[Written request] Repeat the listing in full, exactly as it stands.

---------- Dataset entries

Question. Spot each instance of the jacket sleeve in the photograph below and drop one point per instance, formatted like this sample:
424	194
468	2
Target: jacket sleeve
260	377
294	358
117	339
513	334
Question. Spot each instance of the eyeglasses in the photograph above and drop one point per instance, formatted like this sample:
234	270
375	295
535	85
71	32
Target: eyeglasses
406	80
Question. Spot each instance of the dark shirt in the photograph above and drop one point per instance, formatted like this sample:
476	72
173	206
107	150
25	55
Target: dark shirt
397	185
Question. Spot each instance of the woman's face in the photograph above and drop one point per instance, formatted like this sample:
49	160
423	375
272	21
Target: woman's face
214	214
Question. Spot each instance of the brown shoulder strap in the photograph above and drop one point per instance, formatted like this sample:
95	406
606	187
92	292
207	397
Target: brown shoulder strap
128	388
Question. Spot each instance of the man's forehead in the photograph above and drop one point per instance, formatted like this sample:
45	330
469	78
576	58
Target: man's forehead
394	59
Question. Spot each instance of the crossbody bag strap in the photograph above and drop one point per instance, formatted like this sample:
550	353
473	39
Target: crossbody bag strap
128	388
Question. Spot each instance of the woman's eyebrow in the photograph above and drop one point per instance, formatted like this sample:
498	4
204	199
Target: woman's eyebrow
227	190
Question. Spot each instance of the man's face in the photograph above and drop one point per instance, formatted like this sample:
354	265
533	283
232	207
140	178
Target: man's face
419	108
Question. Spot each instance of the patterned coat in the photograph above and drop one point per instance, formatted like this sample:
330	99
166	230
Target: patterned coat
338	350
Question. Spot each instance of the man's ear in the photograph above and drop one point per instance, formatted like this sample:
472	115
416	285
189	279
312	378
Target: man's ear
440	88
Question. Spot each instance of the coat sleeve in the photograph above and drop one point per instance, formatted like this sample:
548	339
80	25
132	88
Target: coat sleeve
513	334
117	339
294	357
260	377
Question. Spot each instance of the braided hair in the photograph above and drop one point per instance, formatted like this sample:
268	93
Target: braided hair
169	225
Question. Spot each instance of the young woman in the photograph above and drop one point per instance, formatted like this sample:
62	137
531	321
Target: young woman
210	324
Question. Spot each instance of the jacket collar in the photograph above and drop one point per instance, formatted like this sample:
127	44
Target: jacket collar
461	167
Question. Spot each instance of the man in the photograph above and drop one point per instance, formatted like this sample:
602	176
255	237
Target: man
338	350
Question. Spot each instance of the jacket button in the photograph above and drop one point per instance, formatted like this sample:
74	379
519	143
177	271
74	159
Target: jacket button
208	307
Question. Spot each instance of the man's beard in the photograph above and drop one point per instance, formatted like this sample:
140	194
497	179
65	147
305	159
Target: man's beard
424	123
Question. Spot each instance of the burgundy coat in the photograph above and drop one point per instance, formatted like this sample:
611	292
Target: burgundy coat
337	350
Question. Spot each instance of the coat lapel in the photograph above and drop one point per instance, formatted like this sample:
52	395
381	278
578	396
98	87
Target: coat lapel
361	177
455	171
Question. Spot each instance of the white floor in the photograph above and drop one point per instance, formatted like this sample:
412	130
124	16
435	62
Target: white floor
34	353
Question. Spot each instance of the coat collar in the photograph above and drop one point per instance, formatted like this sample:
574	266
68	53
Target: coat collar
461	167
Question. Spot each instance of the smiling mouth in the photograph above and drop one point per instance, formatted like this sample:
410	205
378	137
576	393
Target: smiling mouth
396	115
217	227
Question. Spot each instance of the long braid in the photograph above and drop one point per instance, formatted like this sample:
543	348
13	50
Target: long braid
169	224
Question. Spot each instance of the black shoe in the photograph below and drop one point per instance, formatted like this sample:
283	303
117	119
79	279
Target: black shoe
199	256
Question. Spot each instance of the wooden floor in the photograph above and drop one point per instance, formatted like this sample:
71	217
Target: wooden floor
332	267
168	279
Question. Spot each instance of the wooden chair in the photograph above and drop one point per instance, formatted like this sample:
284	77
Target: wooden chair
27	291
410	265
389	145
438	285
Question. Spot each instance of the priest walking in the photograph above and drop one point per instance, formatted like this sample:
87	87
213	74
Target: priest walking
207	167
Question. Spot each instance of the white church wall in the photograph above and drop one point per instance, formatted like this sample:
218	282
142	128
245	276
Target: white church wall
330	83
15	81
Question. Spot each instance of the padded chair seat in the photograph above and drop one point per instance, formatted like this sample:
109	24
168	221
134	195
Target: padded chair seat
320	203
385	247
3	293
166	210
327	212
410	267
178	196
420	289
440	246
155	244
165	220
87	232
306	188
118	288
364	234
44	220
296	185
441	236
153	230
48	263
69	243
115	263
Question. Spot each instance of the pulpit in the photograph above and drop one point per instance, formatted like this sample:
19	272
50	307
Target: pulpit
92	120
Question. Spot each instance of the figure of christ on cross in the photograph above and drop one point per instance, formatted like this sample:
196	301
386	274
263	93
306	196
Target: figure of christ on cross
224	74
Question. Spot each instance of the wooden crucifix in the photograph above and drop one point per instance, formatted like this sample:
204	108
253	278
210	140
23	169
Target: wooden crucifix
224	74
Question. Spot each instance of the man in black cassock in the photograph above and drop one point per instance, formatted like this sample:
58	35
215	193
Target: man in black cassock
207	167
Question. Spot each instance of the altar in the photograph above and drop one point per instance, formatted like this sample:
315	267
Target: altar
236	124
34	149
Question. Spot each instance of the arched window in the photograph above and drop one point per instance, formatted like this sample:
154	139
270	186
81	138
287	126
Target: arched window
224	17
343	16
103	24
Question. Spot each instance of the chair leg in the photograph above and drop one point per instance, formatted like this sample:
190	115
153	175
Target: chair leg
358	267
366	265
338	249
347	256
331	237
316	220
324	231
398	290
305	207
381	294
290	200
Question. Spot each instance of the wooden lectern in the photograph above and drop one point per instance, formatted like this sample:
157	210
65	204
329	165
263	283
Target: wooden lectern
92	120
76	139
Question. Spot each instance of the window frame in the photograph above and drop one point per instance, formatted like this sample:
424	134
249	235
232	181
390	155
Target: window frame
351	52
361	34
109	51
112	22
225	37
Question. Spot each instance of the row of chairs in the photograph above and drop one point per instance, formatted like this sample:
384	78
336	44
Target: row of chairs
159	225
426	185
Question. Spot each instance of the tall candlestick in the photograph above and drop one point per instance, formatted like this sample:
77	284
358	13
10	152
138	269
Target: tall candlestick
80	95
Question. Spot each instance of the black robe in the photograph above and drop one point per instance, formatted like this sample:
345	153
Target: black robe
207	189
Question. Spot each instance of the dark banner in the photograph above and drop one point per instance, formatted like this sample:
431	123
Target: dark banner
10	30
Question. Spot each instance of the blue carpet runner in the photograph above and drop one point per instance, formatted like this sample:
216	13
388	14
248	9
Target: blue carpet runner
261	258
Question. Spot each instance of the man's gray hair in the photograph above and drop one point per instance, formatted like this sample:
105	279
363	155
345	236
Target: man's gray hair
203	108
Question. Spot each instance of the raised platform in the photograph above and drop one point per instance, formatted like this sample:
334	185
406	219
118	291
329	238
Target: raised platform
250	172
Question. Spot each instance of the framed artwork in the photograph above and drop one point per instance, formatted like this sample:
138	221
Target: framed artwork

--------------------

[Output of the exercise]
Question. Spot each instance of the jacket sleeve in the photograph below and drop one point per instance, formatted like this sample:
424	194
468	2
Target: jacket sleeve
260	377
294	358
117	339
513	334
Question. Spot each instance of the eyeglasses in the photograph above and drop one point per instance, formatted like this sample:
234	270
375	295
535	85
71	32
Target: eyeglasses
406	80
Question. Spot each instance of the dark shirt in the photograph above and drop one point per instance, formatted like this sample:
476	72
173	206
107	150
25	55
Target: dark shirt
397	185
Question. Spot each instance of the woman's face in the photograph above and drop one point per instance, formatted like this sample:
49	160
423	375
272	21
Target: woman's face
214	214
Question. Spot each instance of the brown shoulder strap in the photograph above and drop one point per instance, formatted like this sample:
95	406
606	187
92	292
207	397
Target: brown shoulder strap
128	388
Question. Spot each instance of the man's forehead in the photograph above and drop one point per instance, formatted like this sample:
45	330
469	78
576	58
Target: man's forehead
394	59
Question. Spot each instance of the crossbody bag strap in the photograph above and drop one point per instance, formatted like this sample:
550	353
473	39
Target: crossbody bag strap
128	388
Question. Spot each instance of the woman's eyebrow in the photograph above and drop one point per instance, formatted like this sample:
498	4
204	199
Target: woman's eyebrow
227	190
Question. Spot each instance of the man's face in the photograph above and drop one point per instance, formatted like this sample:
354	265
533	283
232	207
140	178
Target: man's face
419	108
Question. Spot each instance of the patterned coat in the photograph above and drop one point per instance, formatted like this sample:
330	99
166	230
Target: patterned coat
338	350
Question. Spot each instance of the man's ear in the photograph above and drop one point per instance, formatted like this sample:
472	115
416	285
189	279
312	378
Target: man's ear
440	88
Question. Spot each instance of the coat sleeve in the photograph above and drop one point per instance, formatted like this sample:
548	339
80	25
132	88
Target: coat sleeve
513	334
117	339
294	357
260	377
Question. Spot each instance of the braided hair in the photograph above and drop one point per instance, formatted like this sample:
268	93
Target: braided hair
169	225
Question. Spot each instance of the young woman in the photograph above and drop one point per instance, formatted like this sample:
62	137
531	321
Target: young woman
210	324
Question. Spot each instance of the jacket collar in the photograph above and drop one point per instance, formatted like this sample:
127	44
Target: jacket collar
461	167
Question. Spot each instance of the man in the photograph above and drop one point per instance, formatted like this sample:
602	176
255	237
Target: man
338	350
Question. Spot each instance of the jacket button in the photograph above and drop one point per instance, formatted like this sample:
74	379
519	143
177	271
74	159
Target: jacket button
208	307
Question. Spot each instance of the man's beard in the photograph above and drop one point per instance, formatted like this sample:
140	194
497	179
65	147
305	159
Target: man's beard
424	123
Question. Spot each instance of the burgundy coat in the photograph above and drop one point per instance, formatted like this sample:
611	292
Target: burgundy coat
337	350
Question. Spot each instance of the coat lapel in the photograph above and drop one point per instance, formatted like this sample:
52	395
381	278
578	396
98	87
Target: coat lapel
361	177
455	171
Question. Spot each instance of the white floor in the photograph above and drop one point per instance, formatted like this sample:
412	130
124	16
435	62
Target: white floor
34	353
Question. Spot each instance of the coat collar in the photograph above and drop one point per instance, formatted like this sample:
574	266
68	53
Target: coat collar
461	167
Question. Spot each instance of the smiling mouth in the photograph above and drop one point per instance, formatted like this sample:
410	205
378	137
576	393
Target: smiling mouth
396	115
217	227
Question. Spot each instance of the long braid in the photograph above and drop one point per instance, formatted like this sample:
543	348
13	50
Target: long braid
169	224
Question. Spot each instance of the black shoe in the photograph below and drop one point per instance, formatted like this sample:
283	303
117	119
79	279
Target: black shoe
199	256
Question. Spot each instance of the wooden floor in the photograph above and drop one point per instance, formatted like this sample:
71	217
Target: wooden floor
332	267
168	279
Question. Spot each instance of the wooden chair in the photograph above and drop one point per instance, formatted like this sample:
284	77
Target: wooden chair
27	291
410	265
389	145
438	285
Question. Spot each instance of the priest walking in the photograph above and drop one point per instance, formatted like this sample:
87	87
213	74
Target: priest walking
207	167
Question. Spot each instance of the white church wall in the photograph above and drop one point per instance, formatted like this sample:
218	282
142	128
245	276
Target: white church wall
330	83
15	81
Question. Spot each instance of the padded chair seat in the photograph above and drop one point per instance, formatted like this sample:
109	24
168	221
134	195
Target: padded chair seat
320	203
385	247
3	293
166	210
327	212
410	267
178	196
420	289
440	246
155	244
165	220
87	232
306	188
118	288
364	234
44	220
296	185
441	236
153	230
48	263
69	243
115	263
Question. Spot each instance of the pulpit in the photograph above and drop one point per instance, formatted like this sample:
19	272
50	307
Target: pulpit
92	120
Question. Spot each instance of the figure of christ on cross in the photograph above and drop one point per instance, formatted like this sample:
196	301
386	274
263	93
306	196
Target: figure of christ on cross
224	74
Question. Spot each instance of the wooden crucifix in the photograph above and drop one point per instance, formatted like this sample:
204	108
253	278
210	140
23	169
Target: wooden crucifix
224	74
Question. Spot each instance of the man in black cassock in the photograph above and drop one point per instance, formatted like this sample:
58	35
215	193
Target: man in black cassock
207	167
Question. Spot each instance of the altar in the photograph above and drop one point per instance, formatted like this sample:
315	267
Target: altar
236	124
34	149
Question. Spot each instance of the arched window in the photograph above and drop one point per instance, formatted like this sample:
154	139
270	186
81	138
287	126
Target: arched window
224	17
343	16
103	24
Question. Spot each instance of the chair leg in the photograph above and drop one point per instance, formatted like this sample:
190	115
153	175
Target: chair leg
358	267
366	265
338	249
347	256
331	237
316	220
324	231
398	290
305	207
381	294
290	200
Question. Spot each instance of the wooden lectern in the photograph above and drop one point per instance, formatted like this sample:
157	210
65	204
329	165
263	283
Target: wooden lectern
92	120
76	139
Question. Spot each instance of the window frame in the photograph above and drop one point per instance, formatted like this sample:
424	134
249	235
232	181
390	155
Target: window frame
351	52
361	34
109	51
112	22
225	37
Question. Spot each instance of the row of chairs in the photograph above and drop one point per instance, formatted like this sample:
384	78
336	44
Target: row of chairs
159	225
426	185
Question. Spot each instance of the tall candlestick in the photograph above and drop one point per instance, formatted like this sample:
77	284
358	13
10	152
138	269
Target: tall candlestick
80	95
Question. Spot each instance of the black robe in the photograph above and drop one point per instance, formatted like this sample:
345	153
Target: black robe
207	189
Question. Spot each instance of the dark banner in the photograph above and drop one point per instance, formatted like this sample:
431	123
Target: dark banner
10	30
Question. Spot each instance of the blue carpet runner in the photograph above and drop one point per instance, formatted like this sample:
216	13
388	14
248	9
Target: blue carpet runner
261	258
Question. Spot each instance of the man's gray hair in the photograph above and drop one point per instance, formatted like this sample:
105	279
363	155
345	236
Target: man's gray hair
203	108
Question. Spot each instance of the raised platform in the photograph above and drop one point per instance, formatted like this sample:
334	185
406	219
118	291
329	238
Target: raised platform
250	172
Question. Spot each instance of the framed artwork in the photograph above and drop one point per instance, formatted like this sample:
138	221
Target: framed artwork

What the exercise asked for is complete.